Start
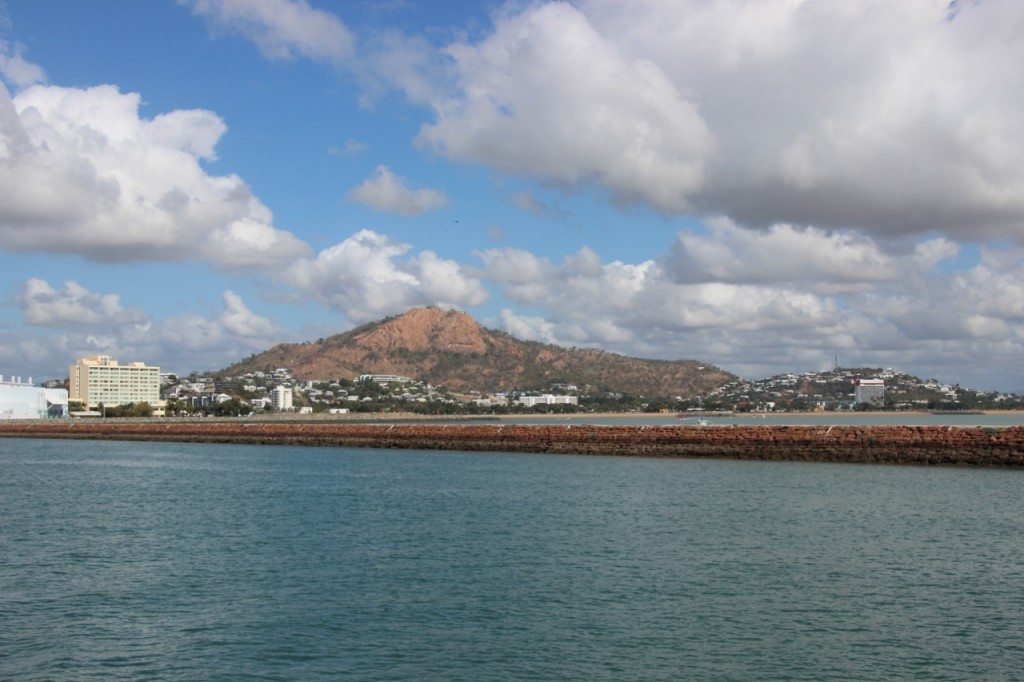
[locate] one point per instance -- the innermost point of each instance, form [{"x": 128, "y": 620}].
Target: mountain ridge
[{"x": 450, "y": 348}]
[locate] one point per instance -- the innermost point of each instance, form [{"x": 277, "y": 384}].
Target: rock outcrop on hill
[{"x": 449, "y": 348}]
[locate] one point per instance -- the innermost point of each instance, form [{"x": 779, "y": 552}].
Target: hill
[{"x": 449, "y": 348}]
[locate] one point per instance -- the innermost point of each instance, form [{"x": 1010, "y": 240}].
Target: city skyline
[{"x": 758, "y": 185}]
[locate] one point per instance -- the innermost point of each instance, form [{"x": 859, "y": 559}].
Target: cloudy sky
[{"x": 766, "y": 185}]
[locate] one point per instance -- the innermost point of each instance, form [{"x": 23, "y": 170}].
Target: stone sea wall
[{"x": 868, "y": 444}]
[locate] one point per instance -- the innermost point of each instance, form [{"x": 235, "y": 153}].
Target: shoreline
[{"x": 930, "y": 445}]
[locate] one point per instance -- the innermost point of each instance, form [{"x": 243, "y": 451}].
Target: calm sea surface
[{"x": 153, "y": 561}]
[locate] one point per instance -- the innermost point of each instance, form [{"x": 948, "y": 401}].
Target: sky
[{"x": 765, "y": 185}]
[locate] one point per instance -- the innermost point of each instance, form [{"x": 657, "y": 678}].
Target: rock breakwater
[{"x": 866, "y": 444}]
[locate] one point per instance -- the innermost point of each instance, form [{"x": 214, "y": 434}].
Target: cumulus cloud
[
  {"x": 240, "y": 321},
  {"x": 99, "y": 324},
  {"x": 386, "y": 192},
  {"x": 814, "y": 259},
  {"x": 546, "y": 94},
  {"x": 367, "y": 276},
  {"x": 282, "y": 29},
  {"x": 889, "y": 118},
  {"x": 72, "y": 306},
  {"x": 83, "y": 173}
]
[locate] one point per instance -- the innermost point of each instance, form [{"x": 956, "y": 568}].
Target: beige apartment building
[{"x": 100, "y": 380}]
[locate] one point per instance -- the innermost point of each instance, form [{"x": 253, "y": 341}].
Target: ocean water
[{"x": 166, "y": 561}]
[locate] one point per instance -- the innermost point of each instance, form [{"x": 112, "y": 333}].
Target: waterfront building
[
  {"x": 547, "y": 398},
  {"x": 281, "y": 398},
  {"x": 869, "y": 390},
  {"x": 23, "y": 400},
  {"x": 100, "y": 379}
]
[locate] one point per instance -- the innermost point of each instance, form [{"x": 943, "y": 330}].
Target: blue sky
[{"x": 764, "y": 185}]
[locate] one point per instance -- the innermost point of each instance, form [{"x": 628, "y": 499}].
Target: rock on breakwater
[{"x": 869, "y": 444}]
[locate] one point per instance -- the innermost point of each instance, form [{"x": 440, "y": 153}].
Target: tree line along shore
[{"x": 864, "y": 444}]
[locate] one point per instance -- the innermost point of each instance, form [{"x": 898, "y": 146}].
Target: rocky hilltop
[{"x": 449, "y": 348}]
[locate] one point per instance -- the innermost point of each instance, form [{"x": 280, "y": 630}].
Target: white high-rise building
[
  {"x": 281, "y": 398},
  {"x": 869, "y": 390},
  {"x": 99, "y": 379}
]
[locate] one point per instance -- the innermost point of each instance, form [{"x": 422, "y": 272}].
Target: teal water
[{"x": 156, "y": 561}]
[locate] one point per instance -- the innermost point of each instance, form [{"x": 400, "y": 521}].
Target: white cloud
[
  {"x": 367, "y": 278},
  {"x": 386, "y": 192},
  {"x": 812, "y": 259},
  {"x": 907, "y": 311},
  {"x": 83, "y": 173},
  {"x": 73, "y": 306},
  {"x": 546, "y": 94},
  {"x": 240, "y": 321},
  {"x": 100, "y": 325},
  {"x": 889, "y": 118},
  {"x": 282, "y": 29}
]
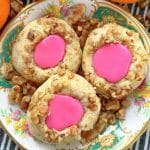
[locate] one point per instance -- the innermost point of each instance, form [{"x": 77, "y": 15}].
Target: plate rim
[{"x": 128, "y": 15}]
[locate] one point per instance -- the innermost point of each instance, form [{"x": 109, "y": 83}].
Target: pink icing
[
  {"x": 49, "y": 52},
  {"x": 112, "y": 62},
  {"x": 64, "y": 112}
]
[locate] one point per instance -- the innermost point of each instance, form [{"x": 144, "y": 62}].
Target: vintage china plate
[{"x": 120, "y": 136}]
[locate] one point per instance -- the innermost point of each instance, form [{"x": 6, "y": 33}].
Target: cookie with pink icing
[
  {"x": 62, "y": 108},
  {"x": 44, "y": 46},
  {"x": 114, "y": 61}
]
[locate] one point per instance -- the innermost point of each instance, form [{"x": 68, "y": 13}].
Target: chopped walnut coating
[{"x": 84, "y": 27}]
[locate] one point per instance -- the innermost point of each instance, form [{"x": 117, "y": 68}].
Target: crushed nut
[
  {"x": 111, "y": 119},
  {"x": 30, "y": 36},
  {"x": 92, "y": 106},
  {"x": 113, "y": 105},
  {"x": 18, "y": 80},
  {"x": 125, "y": 103},
  {"x": 101, "y": 125},
  {"x": 121, "y": 113},
  {"x": 88, "y": 135}
]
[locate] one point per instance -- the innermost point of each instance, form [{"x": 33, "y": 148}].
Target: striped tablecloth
[{"x": 144, "y": 141}]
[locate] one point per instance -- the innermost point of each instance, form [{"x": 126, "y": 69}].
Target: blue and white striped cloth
[{"x": 144, "y": 141}]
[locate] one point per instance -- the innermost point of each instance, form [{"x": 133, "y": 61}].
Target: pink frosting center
[
  {"x": 64, "y": 111},
  {"x": 49, "y": 52},
  {"x": 112, "y": 62}
]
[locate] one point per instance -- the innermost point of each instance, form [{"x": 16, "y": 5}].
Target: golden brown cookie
[
  {"x": 67, "y": 84},
  {"x": 25, "y": 45},
  {"x": 132, "y": 58}
]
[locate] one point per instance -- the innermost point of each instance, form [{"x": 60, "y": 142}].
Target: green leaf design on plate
[
  {"x": 6, "y": 50},
  {"x": 109, "y": 14}
]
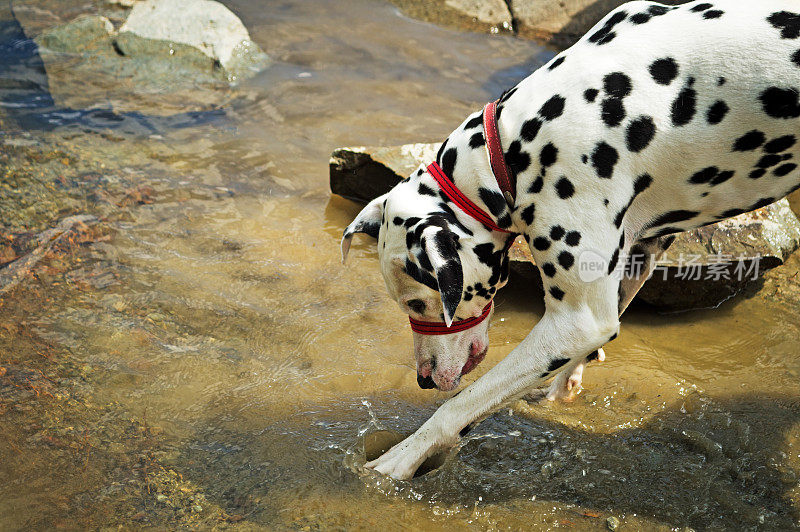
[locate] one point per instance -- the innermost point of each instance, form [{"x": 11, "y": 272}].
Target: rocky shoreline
[
  {"x": 559, "y": 24},
  {"x": 702, "y": 268}
]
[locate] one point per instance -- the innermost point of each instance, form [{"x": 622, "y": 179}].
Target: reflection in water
[{"x": 234, "y": 350}]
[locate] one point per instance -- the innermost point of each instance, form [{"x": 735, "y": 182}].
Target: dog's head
[{"x": 439, "y": 266}]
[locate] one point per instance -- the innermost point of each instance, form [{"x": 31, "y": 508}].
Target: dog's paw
End
> _EXERCISE AIM_
Your copy of the data above should match it exactly, except that pictures are left out.

> _OUTPUT FOR THIS EXERCISE_
[locate] one point per instance -- the innermost point of each instance, form [{"x": 128, "y": 620}].
Target: mountain ridge
[{"x": 450, "y": 348}]
[locate] one point per instance -- the innermost point of each instance, form [{"x": 277, "y": 384}].
Target: rock outcrop on hill
[{"x": 449, "y": 348}]
[locate] one point per instance -- the innermost point of each instance, form [{"x": 779, "y": 552}].
Target: hill
[{"x": 449, "y": 348}]
[locate] one point per instance -- the innermost point of each instance, form [{"x": 1010, "y": 240}].
Target: city skyline
[{"x": 758, "y": 185}]
[locate] one point per instance -- the innermost point of each instance, form [{"x": 859, "y": 559}].
Target: cloudy sky
[{"x": 766, "y": 185}]
[locate] one point per instance -- the innermost point of each instance, form [{"x": 23, "y": 170}].
Target: stone sea wall
[{"x": 868, "y": 444}]
[locate] one point per instance -- the innermost point of each instance, form [{"x": 235, "y": 153}].
Target: shoreline
[{"x": 930, "y": 445}]
[locate] one point per instance -- the innermost point of each instance, form [{"x": 243, "y": 451}].
Target: calm sea surface
[{"x": 153, "y": 561}]
[locate] one point per instance -- the innermost point of each instance, form [{"x": 948, "y": 401}].
Target: sky
[{"x": 765, "y": 185}]
[locate] one point per instance -- the innermost point of each instance, form [{"x": 657, "y": 678}].
Target: rock breakwater
[{"x": 866, "y": 444}]
[locate] one point per instance -- the innermost point of each instance, form [{"x": 214, "y": 434}].
Target: cumulus cloud
[
  {"x": 240, "y": 321},
  {"x": 99, "y": 324},
  {"x": 386, "y": 192},
  {"x": 814, "y": 259},
  {"x": 546, "y": 94},
  {"x": 367, "y": 276},
  {"x": 282, "y": 29},
  {"x": 889, "y": 118},
  {"x": 72, "y": 306},
  {"x": 83, "y": 173}
]
[locate] one point per instance -- the innermost point of each instance, form [{"x": 956, "y": 568}].
Target: beige apartment building
[{"x": 100, "y": 380}]
[locate] one point per instance -- the innermost point of each instance, form [{"x": 253, "y": 341}].
Target: ocean water
[{"x": 166, "y": 561}]
[locate] one point per instance -- the innermost point of each instance, form [{"x": 112, "y": 333}].
Target: waterfront building
[
  {"x": 547, "y": 398},
  {"x": 281, "y": 398},
  {"x": 869, "y": 390},
  {"x": 23, "y": 400},
  {"x": 100, "y": 379}
]
[locate] one point per instance -- the innermost point of each instance, form [{"x": 943, "y": 330}].
Target: blue sky
[{"x": 764, "y": 185}]
[locate] one point per instance -- the innermost point of each instance, form [{"x": 628, "y": 499}].
Target: rock on breakwater
[{"x": 869, "y": 444}]
[locate] one point per instance -- the innermost point of each instance, form [{"x": 440, "y": 153}].
Target: tree line along shore
[{"x": 864, "y": 444}]
[locate] one point per instance -- the innermost point of each instance, form [{"x": 898, "y": 146}].
Target: rocky hilltop
[{"x": 449, "y": 348}]
[locate] one point per instance -- the innermost point of each instance, form [{"x": 280, "y": 630}].
Target: white high-rise building
[
  {"x": 281, "y": 398},
  {"x": 869, "y": 390},
  {"x": 99, "y": 379}
]
[locate] one point per instance -- the innermost point of each instance, form [{"x": 422, "y": 272}].
Target: teal water
[{"x": 156, "y": 561}]
[locate] one point per instance -- the innermost point of each instance, form [{"x": 400, "y": 521}].
Target: white cloud
[
  {"x": 367, "y": 278},
  {"x": 386, "y": 192},
  {"x": 812, "y": 259},
  {"x": 907, "y": 311},
  {"x": 83, "y": 173},
  {"x": 73, "y": 306},
  {"x": 546, "y": 94},
  {"x": 240, "y": 321},
  {"x": 100, "y": 325},
  {"x": 889, "y": 118},
  {"x": 282, "y": 29}
]
[locate] one point per instance -- the innermost point of each instance, form [{"x": 77, "y": 15}].
Target: plate rim
[{"x": 128, "y": 15}]
[locate] one point per instance -- the innermost point of each instance, form [{"x": 109, "y": 83}].
Target: pink icing
[
  {"x": 49, "y": 52},
  {"x": 112, "y": 62},
  {"x": 64, "y": 112}
]
[locate] one point per instance -- the innermost point of each instance, form [{"x": 144, "y": 62}].
Target: vintage china plate
[{"x": 120, "y": 136}]
[locate] one point per instance -- the innermost point of each instance, form [{"x": 6, "y": 33}].
Target: cookie with pink icing
[
  {"x": 62, "y": 108},
  {"x": 44, "y": 46},
  {"x": 114, "y": 61}
]
[locate] one point per instance -- the innermost point of each instance, form [{"x": 68, "y": 13}].
Target: chopped walnut coating
[{"x": 84, "y": 27}]
[locate] one point per instance -- the innermost point of each instance, form [{"x": 117, "y": 68}].
Target: crushed nut
[
  {"x": 111, "y": 119},
  {"x": 30, "y": 36},
  {"x": 92, "y": 106},
  {"x": 113, "y": 105},
  {"x": 18, "y": 80},
  {"x": 125, "y": 103},
  {"x": 101, "y": 125},
  {"x": 121, "y": 113},
  {"x": 88, "y": 135}
]
[locate] one point per instance -- the innermost point of each instance, form [{"x": 33, "y": 148}].
Target: striped tablecloth
[{"x": 144, "y": 141}]
[locate] one point per instance -- the innermost point of each instance, form [{"x": 126, "y": 69}].
Target: blue and white striped cloth
[{"x": 144, "y": 141}]
[locate] one point per instance -- the innermost point of each instance, form [{"x": 133, "y": 61}].
Target: pink frosting center
[
  {"x": 64, "y": 111},
  {"x": 49, "y": 52},
  {"x": 112, "y": 62}
]
[locate] one point per instance -- the innermost point of each instance, form [{"x": 16, "y": 5}].
Target: golden brown cookie
[
  {"x": 67, "y": 84},
  {"x": 25, "y": 45},
  {"x": 132, "y": 58}
]
[locate] one point per instance -- the innermost point of each instance, form [{"x": 60, "y": 142}].
Target: green leaf design on plate
[
  {"x": 6, "y": 50},
  {"x": 109, "y": 14}
]
[locate] one point per instance -- the innermost point of each instance, form [{"x": 11, "y": 272}].
Target: rocky shoreline
[
  {"x": 559, "y": 24},
  {"x": 702, "y": 268}
]
[locate] one point per instance -- the innermost point of each instance, form [{"x": 622, "y": 179}].
Target: reflection in water
[{"x": 234, "y": 350}]
[locate] one point per instance -- the innermost point of each instance, form [{"x": 735, "y": 182}].
Target: dog's head
[{"x": 439, "y": 266}]
[locate] one point per instance -- the innermost point of each instance, form [{"x": 31, "y": 508}].
Target: dog's paw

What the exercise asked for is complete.